__Try it__. Repeat nothing but the lines below running from the one containing "Task: each instance of the cork" to the one containing "[[268, 101]]". Keep both end lines.

__Dataset extract__.
┌──

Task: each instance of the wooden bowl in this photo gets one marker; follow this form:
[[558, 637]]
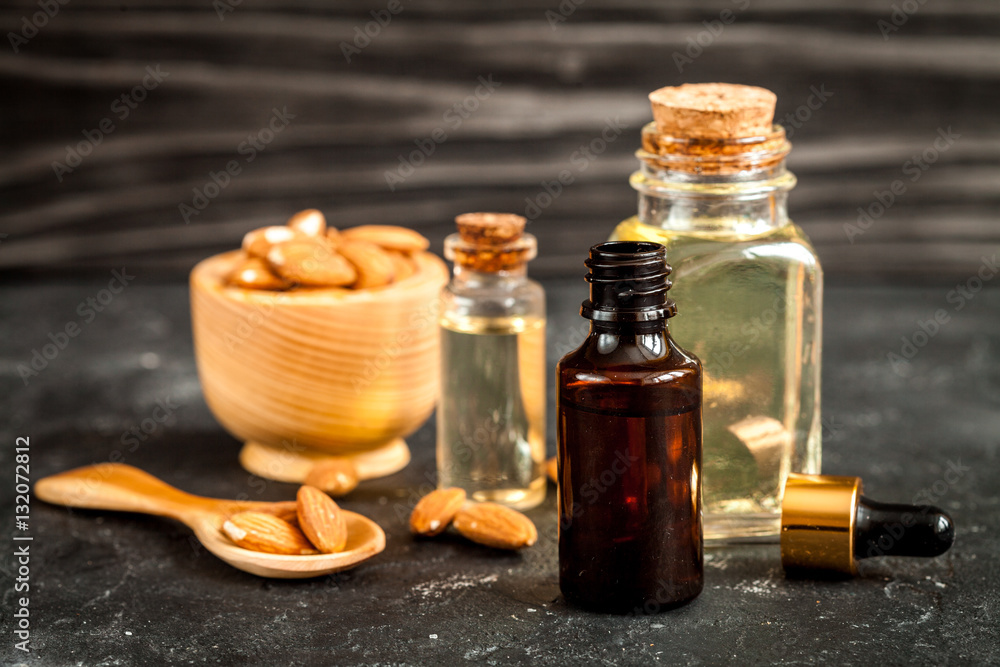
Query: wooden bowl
[[332, 369]]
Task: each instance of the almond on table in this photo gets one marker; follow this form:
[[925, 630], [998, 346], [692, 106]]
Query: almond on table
[[496, 526], [258, 531], [435, 511]]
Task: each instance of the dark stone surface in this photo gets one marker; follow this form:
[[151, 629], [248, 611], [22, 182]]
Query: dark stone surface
[[110, 589]]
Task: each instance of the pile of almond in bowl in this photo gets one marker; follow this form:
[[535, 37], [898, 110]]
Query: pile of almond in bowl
[[306, 253]]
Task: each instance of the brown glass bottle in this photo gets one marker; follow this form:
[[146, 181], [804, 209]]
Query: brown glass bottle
[[629, 439]]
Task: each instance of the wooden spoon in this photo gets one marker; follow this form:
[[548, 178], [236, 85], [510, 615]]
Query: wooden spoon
[[116, 486]]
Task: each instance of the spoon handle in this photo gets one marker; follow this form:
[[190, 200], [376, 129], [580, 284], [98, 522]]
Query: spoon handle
[[124, 488]]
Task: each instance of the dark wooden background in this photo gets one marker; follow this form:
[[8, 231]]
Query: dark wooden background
[[119, 207]]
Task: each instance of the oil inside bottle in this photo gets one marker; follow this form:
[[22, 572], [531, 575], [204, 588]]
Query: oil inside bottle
[[631, 539], [751, 303], [491, 422]]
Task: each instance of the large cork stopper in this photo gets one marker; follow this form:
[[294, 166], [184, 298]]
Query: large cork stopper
[[713, 110]]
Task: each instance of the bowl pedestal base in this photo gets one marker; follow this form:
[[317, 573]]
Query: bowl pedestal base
[[290, 464]]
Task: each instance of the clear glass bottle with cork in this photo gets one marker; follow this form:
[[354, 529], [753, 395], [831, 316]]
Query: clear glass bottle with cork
[[712, 188], [491, 417]]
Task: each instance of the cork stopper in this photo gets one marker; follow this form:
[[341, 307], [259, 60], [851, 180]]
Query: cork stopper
[[490, 242], [713, 110], [490, 228]]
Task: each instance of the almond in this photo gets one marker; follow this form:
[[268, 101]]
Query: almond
[[255, 273], [259, 242], [321, 520], [389, 237], [286, 510], [552, 469], [402, 265], [257, 531], [335, 476], [311, 262], [496, 526], [435, 511], [309, 222], [375, 267]]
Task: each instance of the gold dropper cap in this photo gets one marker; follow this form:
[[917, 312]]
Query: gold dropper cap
[[818, 515]]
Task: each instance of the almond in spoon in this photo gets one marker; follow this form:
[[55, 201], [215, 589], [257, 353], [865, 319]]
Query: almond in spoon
[[266, 533], [321, 520], [435, 511]]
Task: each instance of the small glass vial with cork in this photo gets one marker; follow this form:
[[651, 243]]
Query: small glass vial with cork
[[629, 438], [713, 188], [491, 416]]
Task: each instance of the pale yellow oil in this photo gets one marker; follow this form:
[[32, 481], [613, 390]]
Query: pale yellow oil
[[491, 417], [749, 308]]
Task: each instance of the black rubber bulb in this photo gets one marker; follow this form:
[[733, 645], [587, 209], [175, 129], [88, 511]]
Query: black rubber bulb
[[886, 529]]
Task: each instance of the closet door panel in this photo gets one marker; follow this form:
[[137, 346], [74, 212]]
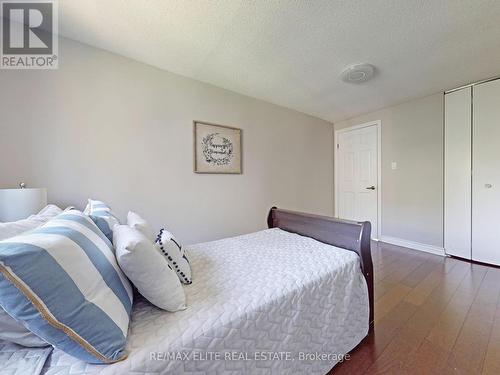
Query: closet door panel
[[486, 173], [457, 169]]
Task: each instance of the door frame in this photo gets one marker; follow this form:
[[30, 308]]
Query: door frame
[[378, 124]]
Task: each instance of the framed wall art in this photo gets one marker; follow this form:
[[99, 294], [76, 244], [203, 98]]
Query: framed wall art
[[217, 148]]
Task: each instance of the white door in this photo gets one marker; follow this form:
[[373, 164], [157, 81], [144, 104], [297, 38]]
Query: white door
[[486, 173], [356, 183], [457, 172]]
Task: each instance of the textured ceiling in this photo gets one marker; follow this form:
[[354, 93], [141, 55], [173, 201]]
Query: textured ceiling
[[292, 52]]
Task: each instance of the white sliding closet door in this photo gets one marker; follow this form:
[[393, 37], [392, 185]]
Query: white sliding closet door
[[457, 181], [486, 173]]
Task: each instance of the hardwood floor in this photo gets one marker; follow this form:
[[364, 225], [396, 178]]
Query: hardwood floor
[[433, 315]]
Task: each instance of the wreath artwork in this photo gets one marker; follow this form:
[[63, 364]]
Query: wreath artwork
[[217, 150]]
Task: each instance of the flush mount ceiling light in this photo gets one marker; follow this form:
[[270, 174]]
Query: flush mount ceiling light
[[357, 73]]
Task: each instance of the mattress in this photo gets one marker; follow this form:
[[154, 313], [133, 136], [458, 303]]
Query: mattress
[[269, 302]]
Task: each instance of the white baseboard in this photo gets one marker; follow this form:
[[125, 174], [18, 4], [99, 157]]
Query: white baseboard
[[413, 245]]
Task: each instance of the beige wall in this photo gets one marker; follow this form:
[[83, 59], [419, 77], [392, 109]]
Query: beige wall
[[412, 195], [107, 127]]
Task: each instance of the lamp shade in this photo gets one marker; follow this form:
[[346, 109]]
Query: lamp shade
[[17, 204]]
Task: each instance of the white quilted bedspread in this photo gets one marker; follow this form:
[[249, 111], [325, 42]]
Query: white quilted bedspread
[[258, 304]]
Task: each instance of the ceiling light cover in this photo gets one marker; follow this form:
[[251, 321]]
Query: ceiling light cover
[[358, 73]]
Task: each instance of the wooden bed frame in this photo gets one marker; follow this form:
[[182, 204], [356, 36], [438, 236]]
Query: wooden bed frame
[[350, 235]]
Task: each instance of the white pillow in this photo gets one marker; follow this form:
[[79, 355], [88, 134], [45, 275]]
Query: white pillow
[[146, 268], [13, 228], [175, 255], [137, 222]]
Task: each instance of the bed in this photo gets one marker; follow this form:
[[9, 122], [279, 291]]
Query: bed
[[291, 299]]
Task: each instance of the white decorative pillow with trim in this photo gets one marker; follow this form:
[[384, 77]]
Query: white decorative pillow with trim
[[148, 271], [137, 222], [102, 216], [175, 255]]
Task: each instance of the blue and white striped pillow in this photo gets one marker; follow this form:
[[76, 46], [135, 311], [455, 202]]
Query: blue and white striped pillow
[[63, 282], [102, 215]]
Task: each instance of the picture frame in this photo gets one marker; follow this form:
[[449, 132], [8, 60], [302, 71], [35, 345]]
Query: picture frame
[[217, 148]]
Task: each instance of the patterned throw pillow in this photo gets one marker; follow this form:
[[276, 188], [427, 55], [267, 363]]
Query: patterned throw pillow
[[147, 269], [175, 255], [63, 283], [102, 216]]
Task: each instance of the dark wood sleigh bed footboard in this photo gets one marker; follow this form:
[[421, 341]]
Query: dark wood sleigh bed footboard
[[350, 235]]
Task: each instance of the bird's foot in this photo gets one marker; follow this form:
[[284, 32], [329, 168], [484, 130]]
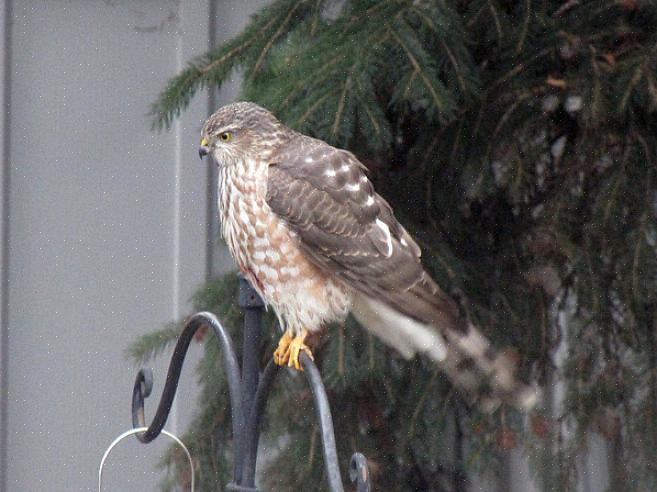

└──

__Task response__.
Task: each instance of the cork stopper in this photo gets one marker; follow this form:
[[341, 307], [259, 60], [851, 180]]
Query: cork stopper
[[490, 242], [713, 110], [490, 228]]
Task: each instance of the almond in this photo gets one marker; follow this form:
[[268, 101]]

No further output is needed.